▶ _Given problem A_
Return each line of the listing below that contains the string "tree". The match is case-sensitive.

# Ghost Train - Free new atmospheric halloween music



## 22606 (Aug 11, 2008)

Great track, Sam. Thank you for the free download option.


----------



## SAMHAYNES (May 22, 2012)

Thanks for listening Garth glad you liked it, hopefully it's spooky enough for people to use for their haunts and stuff


----------



## Crazy Aunt Nancy (Apr 29, 2008)

Thanks Sam for the GhostTrain download. Perfect for the rotation background sounds in our Vortex Tunnel; pensive with that netherworld undertone. I really do love it....and it's 4 minutes long. Just perfect


----------



## SAMHAYNES (May 22, 2012)

Awesome it's good to get feedback from you guys as people don't always find the same things creepy! Thanks nancy for your feedback, do you run a haunt??


----------



## kprimm (Apr 3, 2009)

Great work as always sam, I love all your stuff. Just let me know when the cd will be rady and where to get it.


----------



## Crazy Aunt Nancy (Apr 29, 2008)

Sam, Yes a neighborhood haunt. A bunch of old farts with theater experience having fun contributing to the community. Had over 2000 visitors last year and we are still trying to keep it free. Last year we focused on The Legend of Sleepy Hollow and built a town and graveyard (in addition to our 17 other sets that neighbors run) and had a live horse and rider running down the fireroad cutting the heads off of scarecrows. Our central theme this year will be Alice in Wonderland and the tunnel will be a "down the rabbit hole". We're building our own tunnel with a tree opening in the front. So your Ghost Train is a perfect "generic" background melody. I do hear the train rolling, but it could be any other Twilight Zone creature coming to get you, or in my case, trying to get over the bridge to the other side before being spun into the abyss.

▶ _Task material_
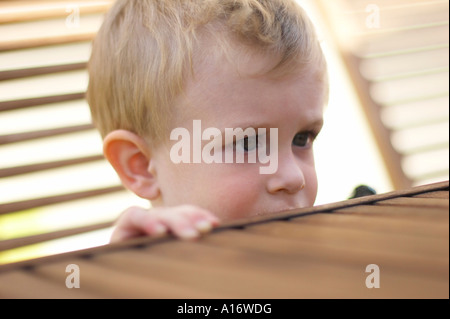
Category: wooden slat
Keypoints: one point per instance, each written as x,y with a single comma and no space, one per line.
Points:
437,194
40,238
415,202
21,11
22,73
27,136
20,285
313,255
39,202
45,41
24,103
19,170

--

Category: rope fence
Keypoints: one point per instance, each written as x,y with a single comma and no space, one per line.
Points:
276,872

--

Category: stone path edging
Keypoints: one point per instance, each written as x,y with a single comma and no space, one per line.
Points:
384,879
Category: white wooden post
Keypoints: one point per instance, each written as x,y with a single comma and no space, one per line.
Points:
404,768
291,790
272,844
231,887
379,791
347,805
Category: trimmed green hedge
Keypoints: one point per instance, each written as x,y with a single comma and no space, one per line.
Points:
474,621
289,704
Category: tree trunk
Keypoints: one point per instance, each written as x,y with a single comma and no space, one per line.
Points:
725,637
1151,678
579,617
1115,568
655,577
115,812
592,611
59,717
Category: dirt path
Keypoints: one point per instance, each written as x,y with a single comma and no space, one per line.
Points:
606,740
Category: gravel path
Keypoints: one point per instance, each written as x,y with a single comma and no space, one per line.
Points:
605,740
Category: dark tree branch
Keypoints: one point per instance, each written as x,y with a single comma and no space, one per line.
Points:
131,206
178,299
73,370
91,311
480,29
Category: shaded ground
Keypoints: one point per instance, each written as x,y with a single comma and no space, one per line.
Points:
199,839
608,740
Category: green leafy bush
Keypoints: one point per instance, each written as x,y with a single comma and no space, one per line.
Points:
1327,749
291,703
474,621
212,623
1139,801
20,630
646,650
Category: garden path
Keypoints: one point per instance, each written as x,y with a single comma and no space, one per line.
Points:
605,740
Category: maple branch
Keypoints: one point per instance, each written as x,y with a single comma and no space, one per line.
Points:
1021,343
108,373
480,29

▶ _Given problem B_
Reproduce word for word the passage of the forum thread starting at "Awesome it's good" and ending at "where to get it.".

▶ _Exercise output A_
Category: tree trunk
Category: dark tree branch

▶ _Exercise output B_
Awesome it's good to get feedback from you guys as people don't always find the same things creepy! Thanks nancy for your feedback, do you run a haunt??


----------



## kprimm (Apr 3, 2009)

Great work as always sam, I love all your stuff. Just let me know when the cd will be rady and where to get it.